- [TASK DIRECTIONS]: Turn the rows below into a JSON list of strings, with one string for each line and no blank lines.

───── PROVIDED DATA ─────

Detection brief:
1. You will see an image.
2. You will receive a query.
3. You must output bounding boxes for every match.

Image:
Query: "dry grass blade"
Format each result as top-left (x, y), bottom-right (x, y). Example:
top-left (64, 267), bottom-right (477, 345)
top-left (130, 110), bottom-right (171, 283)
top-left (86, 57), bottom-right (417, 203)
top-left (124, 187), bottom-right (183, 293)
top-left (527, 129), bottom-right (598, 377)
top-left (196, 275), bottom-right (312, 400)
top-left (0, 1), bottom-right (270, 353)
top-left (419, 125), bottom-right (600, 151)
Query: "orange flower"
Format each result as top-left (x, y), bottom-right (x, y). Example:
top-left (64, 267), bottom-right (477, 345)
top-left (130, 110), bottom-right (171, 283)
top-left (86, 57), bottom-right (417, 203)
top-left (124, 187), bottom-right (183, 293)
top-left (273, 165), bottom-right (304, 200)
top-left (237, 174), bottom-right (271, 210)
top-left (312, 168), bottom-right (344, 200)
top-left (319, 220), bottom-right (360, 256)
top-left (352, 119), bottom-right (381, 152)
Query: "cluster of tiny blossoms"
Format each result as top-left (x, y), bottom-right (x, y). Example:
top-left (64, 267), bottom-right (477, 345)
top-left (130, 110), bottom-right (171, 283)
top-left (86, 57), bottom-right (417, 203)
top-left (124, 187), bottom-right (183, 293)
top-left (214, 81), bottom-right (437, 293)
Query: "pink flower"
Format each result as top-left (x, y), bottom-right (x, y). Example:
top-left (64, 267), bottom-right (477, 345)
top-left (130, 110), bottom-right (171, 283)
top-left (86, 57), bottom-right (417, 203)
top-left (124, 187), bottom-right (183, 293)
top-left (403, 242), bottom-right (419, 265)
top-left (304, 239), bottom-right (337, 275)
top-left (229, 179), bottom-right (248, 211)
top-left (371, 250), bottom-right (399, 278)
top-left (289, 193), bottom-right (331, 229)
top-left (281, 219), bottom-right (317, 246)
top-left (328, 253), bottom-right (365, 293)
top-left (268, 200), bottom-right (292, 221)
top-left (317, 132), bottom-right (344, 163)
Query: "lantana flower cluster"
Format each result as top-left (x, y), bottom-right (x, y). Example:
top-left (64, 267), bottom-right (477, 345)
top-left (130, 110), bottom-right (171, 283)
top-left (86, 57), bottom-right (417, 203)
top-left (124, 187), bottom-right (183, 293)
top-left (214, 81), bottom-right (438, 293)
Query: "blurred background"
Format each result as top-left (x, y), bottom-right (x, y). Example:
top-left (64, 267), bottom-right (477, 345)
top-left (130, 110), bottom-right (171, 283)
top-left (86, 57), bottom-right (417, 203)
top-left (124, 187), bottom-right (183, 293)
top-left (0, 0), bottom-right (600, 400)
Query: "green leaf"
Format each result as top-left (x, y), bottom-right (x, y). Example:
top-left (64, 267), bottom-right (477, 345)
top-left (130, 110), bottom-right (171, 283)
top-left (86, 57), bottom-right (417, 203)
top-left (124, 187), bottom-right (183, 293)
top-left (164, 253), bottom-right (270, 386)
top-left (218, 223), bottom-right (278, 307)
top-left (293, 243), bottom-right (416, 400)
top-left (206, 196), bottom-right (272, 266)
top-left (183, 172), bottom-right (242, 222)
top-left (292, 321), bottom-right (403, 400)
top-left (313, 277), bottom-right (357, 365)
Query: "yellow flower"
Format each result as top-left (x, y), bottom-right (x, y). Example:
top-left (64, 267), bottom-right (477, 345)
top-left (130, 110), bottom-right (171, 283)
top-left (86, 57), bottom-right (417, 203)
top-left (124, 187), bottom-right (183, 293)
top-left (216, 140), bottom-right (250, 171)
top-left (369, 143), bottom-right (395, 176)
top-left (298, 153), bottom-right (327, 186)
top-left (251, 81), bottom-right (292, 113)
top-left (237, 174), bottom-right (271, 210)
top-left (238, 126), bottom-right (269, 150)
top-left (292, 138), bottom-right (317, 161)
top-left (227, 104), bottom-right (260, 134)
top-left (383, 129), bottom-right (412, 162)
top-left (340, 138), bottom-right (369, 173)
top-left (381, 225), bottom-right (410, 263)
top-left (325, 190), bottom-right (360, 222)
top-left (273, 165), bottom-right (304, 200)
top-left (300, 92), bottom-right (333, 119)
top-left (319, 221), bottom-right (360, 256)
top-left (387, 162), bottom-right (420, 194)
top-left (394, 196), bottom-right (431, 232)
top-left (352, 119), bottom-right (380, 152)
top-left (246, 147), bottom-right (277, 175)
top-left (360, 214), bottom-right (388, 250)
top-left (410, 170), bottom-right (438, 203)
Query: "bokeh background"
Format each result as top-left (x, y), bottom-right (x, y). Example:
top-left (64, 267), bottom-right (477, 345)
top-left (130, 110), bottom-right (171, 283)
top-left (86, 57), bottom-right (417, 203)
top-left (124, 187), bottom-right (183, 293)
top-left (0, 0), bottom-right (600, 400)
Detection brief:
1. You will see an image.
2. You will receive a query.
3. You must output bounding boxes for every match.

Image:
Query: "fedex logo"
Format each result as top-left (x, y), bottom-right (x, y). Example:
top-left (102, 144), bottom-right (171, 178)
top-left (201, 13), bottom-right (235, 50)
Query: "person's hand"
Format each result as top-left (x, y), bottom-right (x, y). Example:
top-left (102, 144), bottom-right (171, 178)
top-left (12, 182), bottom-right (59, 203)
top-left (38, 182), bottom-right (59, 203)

─────

- [OUTPUT OF THE TASK]:
[
  "Detection brief:",
  "1. You will see an image.",
  "2. You will receive a query.",
  "3. You must output bounding boxes for every match.",
  "Image:",
  "Query: \"dry grass blade\"",
  "Format each result as top-left (x, y), bottom-right (x, y). Example:",
  "top-left (64, 267), bottom-right (477, 345)",
  "top-left (130, 110), bottom-right (171, 283)",
  "top-left (86, 57), bottom-right (417, 203)",
  "top-left (124, 187), bottom-right (183, 293)",
  "top-left (527, 129), bottom-right (598, 377)",
  "top-left (196, 275), bottom-right (312, 400)",
  "top-left (0, 1), bottom-right (270, 353)",
  "top-left (419, 125), bottom-right (600, 151)",
  "Query: \"orange flower\"",
  "Format each result as top-left (x, y), bottom-right (x, y). Example:",
  "top-left (64, 267), bottom-right (477, 345)",
  "top-left (130, 110), bottom-right (171, 283)",
  "top-left (86, 57), bottom-right (417, 203)",
  "top-left (124, 187), bottom-right (183, 293)",
  "top-left (273, 165), bottom-right (304, 200)",
  "top-left (237, 174), bottom-right (271, 210)",
  "top-left (312, 168), bottom-right (344, 200)",
  "top-left (319, 220), bottom-right (360, 256)",
  "top-left (352, 119), bottom-right (381, 152)",
  "Query: \"cluster of tiny blossoms\"",
  "Format each result as top-left (x, y), bottom-right (x, y). Example:",
  "top-left (64, 267), bottom-right (477, 345)",
  "top-left (130, 110), bottom-right (171, 283)",
  "top-left (86, 57), bottom-right (417, 203)",
  "top-left (124, 187), bottom-right (183, 293)",
  "top-left (214, 81), bottom-right (437, 293)",
  "Query: \"pink flower\"",
  "Format each result as top-left (x, y), bottom-right (x, y). Example:",
  "top-left (64, 267), bottom-right (477, 345)",
  "top-left (130, 110), bottom-right (171, 283)",
  "top-left (86, 57), bottom-right (417, 203)",
  "top-left (124, 187), bottom-right (183, 293)",
  "top-left (403, 242), bottom-right (419, 265)",
  "top-left (304, 239), bottom-right (337, 275)",
  "top-left (229, 179), bottom-right (248, 211)",
  "top-left (371, 250), bottom-right (399, 278)",
  "top-left (289, 193), bottom-right (331, 229)",
  "top-left (281, 219), bottom-right (317, 246)",
  "top-left (328, 253), bottom-right (365, 293)",
  "top-left (268, 200), bottom-right (292, 221)",
  "top-left (317, 132), bottom-right (344, 163)",
  "Query: \"lantana flower cluster\"",
  "Format each result as top-left (x, y), bottom-right (x, y). Example:",
  "top-left (64, 267), bottom-right (477, 345)",
  "top-left (130, 110), bottom-right (171, 283)",
  "top-left (86, 57), bottom-right (417, 203)",
  "top-left (124, 187), bottom-right (183, 293)",
  "top-left (214, 81), bottom-right (438, 293)",
  "Query: \"blurred background\"",
  "Format each result as top-left (x, y), bottom-right (x, y). Example:",
  "top-left (64, 267), bottom-right (477, 345)",
  "top-left (130, 110), bottom-right (171, 283)",
  "top-left (86, 57), bottom-right (417, 203)",
  "top-left (124, 187), bottom-right (183, 293)",
  "top-left (0, 0), bottom-right (600, 400)",
  "Query: \"green leaf\"",
  "Format each result as top-left (x, y), bottom-right (x, y). Example:",
  "top-left (64, 267), bottom-right (477, 345)",
  "top-left (130, 110), bottom-right (171, 283)",
  "top-left (86, 57), bottom-right (417, 203)",
  "top-left (124, 187), bottom-right (183, 293)",
  "top-left (164, 253), bottom-right (270, 386)",
  "top-left (218, 223), bottom-right (278, 307)",
  "top-left (293, 243), bottom-right (416, 400)",
  "top-left (206, 196), bottom-right (272, 266)",
  "top-left (183, 172), bottom-right (242, 222)",
  "top-left (292, 321), bottom-right (403, 400)",
  "top-left (313, 277), bottom-right (357, 365)",
  "Query: \"yellow flower\"",
  "Format each result as top-left (x, y), bottom-right (x, y). Example:",
  "top-left (64, 267), bottom-right (477, 345)",
  "top-left (130, 110), bottom-right (171, 283)",
  "top-left (86, 57), bottom-right (417, 203)",
  "top-left (124, 187), bottom-right (183, 293)",
  "top-left (216, 140), bottom-right (250, 171)",
  "top-left (369, 143), bottom-right (395, 176)",
  "top-left (298, 153), bottom-right (327, 186)",
  "top-left (251, 81), bottom-right (292, 113)",
  "top-left (237, 174), bottom-right (271, 210)",
  "top-left (238, 126), bottom-right (269, 150)",
  "top-left (292, 138), bottom-right (317, 161)",
  "top-left (227, 104), bottom-right (260, 134)",
  "top-left (383, 129), bottom-right (412, 162)",
  "top-left (340, 138), bottom-right (369, 173)",
  "top-left (381, 225), bottom-right (410, 263)",
  "top-left (325, 190), bottom-right (360, 222)",
  "top-left (273, 165), bottom-right (304, 200)",
  "top-left (300, 92), bottom-right (333, 119)",
  "top-left (319, 221), bottom-right (360, 256)",
  "top-left (387, 162), bottom-right (420, 194)",
  "top-left (394, 196), bottom-right (431, 232)",
  "top-left (352, 119), bottom-right (380, 152)",
  "top-left (246, 147), bottom-right (277, 175)",
  "top-left (360, 214), bottom-right (388, 250)",
  "top-left (410, 170), bottom-right (438, 203)",
  "Query: \"bokeh background\"",
  "Format each result as top-left (x, y), bottom-right (x, y). Example:",
  "top-left (64, 267), bottom-right (477, 345)",
  "top-left (130, 110), bottom-right (171, 283)",
  "top-left (86, 57), bottom-right (417, 203)",
  "top-left (124, 187), bottom-right (183, 293)",
  "top-left (0, 0), bottom-right (600, 400)",
  "Detection brief:",
  "1. You will see an image.",
  "2. You will receive a query.",
  "3. You must output bounding boxes for every match.",
  "Image:",
  "Query: \"fedex logo\"",
  "Format each result as top-left (x, y), bottom-right (x, y). Example:",
  "top-left (102, 144), bottom-right (171, 178)",
  "top-left (201, 13), bottom-right (235, 50)",
  "Query: \"person's hand\"",
  "Format each result as top-left (x, y), bottom-right (x, y). Example:",
  "top-left (102, 144), bottom-right (171, 178)",
  "top-left (12, 182), bottom-right (59, 203)",
  "top-left (38, 182), bottom-right (59, 203)"
]